Le
libéralisme est-il une valeur de gauche,
ou de droite, ou d’ailleurs ?
Par Christian
FREMAUX avocat et élu local.
Notre microcosme
politique et les milieux germano –pratins ( les habitants du quartier de
Saint-germain-des prés, détail fondamental pour ceux qui ignoreraient cette
localisation siège de la bien pensance ), s’agitent fréquemment sur divers
sujets dont l’importance pratique échappe à l’entendement commun, et qui
disparaissent aussitôt nés ; mais on palabre, on s’injurie, on
s’affronte heureusement verbalement
pendant ce laps de temps, alors qu’il y a de vrais problèmes à résoudre , sans
idéologie de préférence .C’est RABELAIS avec GARGANTUA qui avait décrit les
guerres pichrocolines, qui sont des péripéties souvent burlesques ou
dérisoires, et dont le motif apparaît obscur ou insignifiant. Loin de moi de
sous-estimer le combat d’idées bien au contraire, et les discussions macro-économiques
qui font le délice des étudiants de Sciences po., ou les débats sur les
meilleures politiques pour faire revenir la croissance et donc la prospérité
qui seule permet la redistribution (car il faut d’abord produire des richesses
pour retrouver de l’emploi).Elles sont essentielles sauf pour le quidam qui n’y
comprend goutte et qui se contente de réclamer-pour le moins- des résultats, en
préférant les actes à la parole. Mais abordons aussi les sujets de réflexion
car le gouvernement quelqu’il soit doit avoir une doctrine pragmatique et non
figée sur des dogmes dépassés, des objectifs
à atteindre, et des moyens à choisir.
C’est une
nouvelle fois M.MACRON (que je félicite même si je ne soutiens pas M.HOLLANDE)
ministre de l’économie, qui a mis de nouveau le feu aux poudres en affirmant
que « le libéralisme » était une valeur de gauche .Encore faut il
savoir ce qu’un énarque, ancien banquier ,entend par valeur et libéralisme et
dans quels domaines autre que l’économie dont il est chargé cela s’applique ?

Annotations de détection:

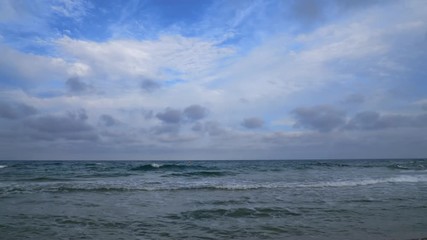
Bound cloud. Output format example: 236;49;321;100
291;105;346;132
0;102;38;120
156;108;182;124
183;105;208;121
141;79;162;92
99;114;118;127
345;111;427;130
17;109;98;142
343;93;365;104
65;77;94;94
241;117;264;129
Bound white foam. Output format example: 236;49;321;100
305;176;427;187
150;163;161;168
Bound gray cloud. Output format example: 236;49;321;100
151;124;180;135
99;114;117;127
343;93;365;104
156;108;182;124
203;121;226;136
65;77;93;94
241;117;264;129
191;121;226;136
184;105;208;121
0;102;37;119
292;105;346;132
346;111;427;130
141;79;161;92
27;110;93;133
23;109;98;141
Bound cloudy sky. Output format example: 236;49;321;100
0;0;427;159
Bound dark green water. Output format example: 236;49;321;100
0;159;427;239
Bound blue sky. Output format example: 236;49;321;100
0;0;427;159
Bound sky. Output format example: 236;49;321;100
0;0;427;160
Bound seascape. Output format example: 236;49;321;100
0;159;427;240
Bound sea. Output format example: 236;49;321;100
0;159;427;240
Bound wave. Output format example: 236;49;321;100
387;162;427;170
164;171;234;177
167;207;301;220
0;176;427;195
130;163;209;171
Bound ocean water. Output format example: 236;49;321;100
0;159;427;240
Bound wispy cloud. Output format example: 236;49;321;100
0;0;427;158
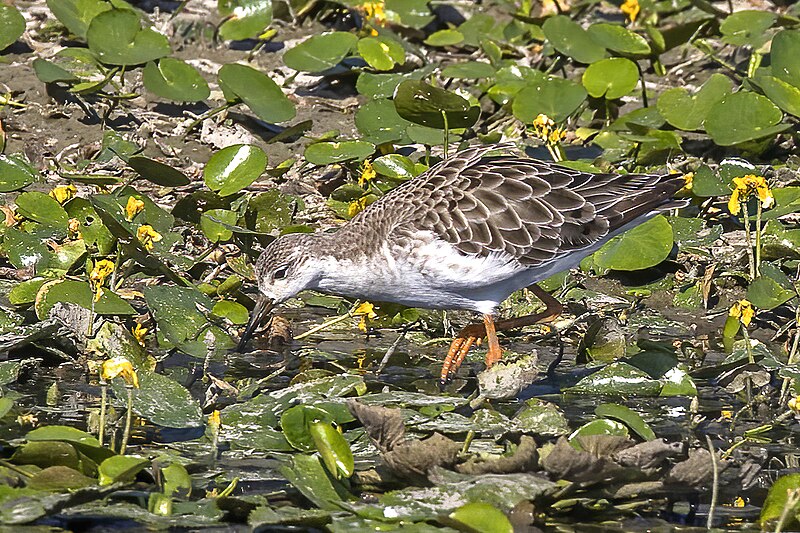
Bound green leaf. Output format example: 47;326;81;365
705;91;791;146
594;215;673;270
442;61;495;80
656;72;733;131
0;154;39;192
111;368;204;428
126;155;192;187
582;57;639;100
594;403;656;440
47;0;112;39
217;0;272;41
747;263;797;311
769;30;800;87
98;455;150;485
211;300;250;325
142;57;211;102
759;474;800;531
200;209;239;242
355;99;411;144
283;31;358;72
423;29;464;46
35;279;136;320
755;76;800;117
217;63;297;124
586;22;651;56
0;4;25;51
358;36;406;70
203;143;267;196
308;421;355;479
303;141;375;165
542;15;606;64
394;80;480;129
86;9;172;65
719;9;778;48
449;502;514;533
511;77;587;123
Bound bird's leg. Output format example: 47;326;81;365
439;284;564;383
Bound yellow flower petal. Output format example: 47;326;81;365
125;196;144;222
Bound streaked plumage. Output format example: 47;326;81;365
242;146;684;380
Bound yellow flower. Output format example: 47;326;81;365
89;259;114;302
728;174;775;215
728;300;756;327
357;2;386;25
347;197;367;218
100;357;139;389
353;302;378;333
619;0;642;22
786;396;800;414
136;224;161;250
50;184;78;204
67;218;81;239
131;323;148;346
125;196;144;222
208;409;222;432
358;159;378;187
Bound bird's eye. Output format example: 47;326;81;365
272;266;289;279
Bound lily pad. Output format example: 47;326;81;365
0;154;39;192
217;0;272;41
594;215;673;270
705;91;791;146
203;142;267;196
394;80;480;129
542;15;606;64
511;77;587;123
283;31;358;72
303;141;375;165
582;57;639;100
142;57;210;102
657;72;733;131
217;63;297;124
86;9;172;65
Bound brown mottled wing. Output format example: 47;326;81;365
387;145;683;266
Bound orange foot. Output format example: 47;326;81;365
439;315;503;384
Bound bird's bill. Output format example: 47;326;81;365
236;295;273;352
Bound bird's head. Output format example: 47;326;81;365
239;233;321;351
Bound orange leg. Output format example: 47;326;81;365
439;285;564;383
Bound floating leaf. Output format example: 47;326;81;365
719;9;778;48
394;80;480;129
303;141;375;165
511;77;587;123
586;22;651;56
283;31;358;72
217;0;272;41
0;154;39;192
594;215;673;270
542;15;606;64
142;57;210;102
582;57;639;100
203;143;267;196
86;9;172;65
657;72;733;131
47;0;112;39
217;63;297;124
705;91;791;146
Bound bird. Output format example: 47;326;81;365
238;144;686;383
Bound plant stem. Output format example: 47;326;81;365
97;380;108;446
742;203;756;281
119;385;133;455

PROBLÈME POSÉ A:
Pour chacune des affirmations suivantes, dites si elle va dans le sens du texte sur le libéralisme. Répondez par oui ou par non, puis citez mot pour mot le passage qui tranche. (i) L'auteur est avocat et élu local. (ii) Les guerres picrocholines ont été décrites par Voltaire. (iii) M. Macron a déclaré que le libéralisme était une valeur de droite.
PROBLÈME POSÉ B:
D'après le texte sur le libéralisme, quel poste occupe M. Macron ?
PROBLÈME POSÉ C:
Reproduisez sans aucun changement le passage du texte sur le libéralisme qui va de "ministre de l’économie, qui" à "cela s’applique ?", ces deux bouts compris.

RÉPONSE RÉDIGÉE A:
(i) Oui : « avocat et élu local ».
(ii) Non : « C’est RABELAIS avec GARGANTUA qui avait décrit les guerres pichrocolines ».
(iii) Non : « que « le libéralisme » était une valeur de gauche ».

RÉPONSE RÉDIGÉE B:
Il est ministre de l’économie.

RÉPONSE RÉDIGÉE C:
ministre de l’économie, qui a mis de nouveau le feu aux poudres en affirmant
que « le libéralisme » était une valeur de gauche .Encore faut il
savoir ce qu’un énarque, ancien banquier ,entend par valeur et libéralisme et
dans quels domaines autre que l’économie dont il est chargé cela s’applique ?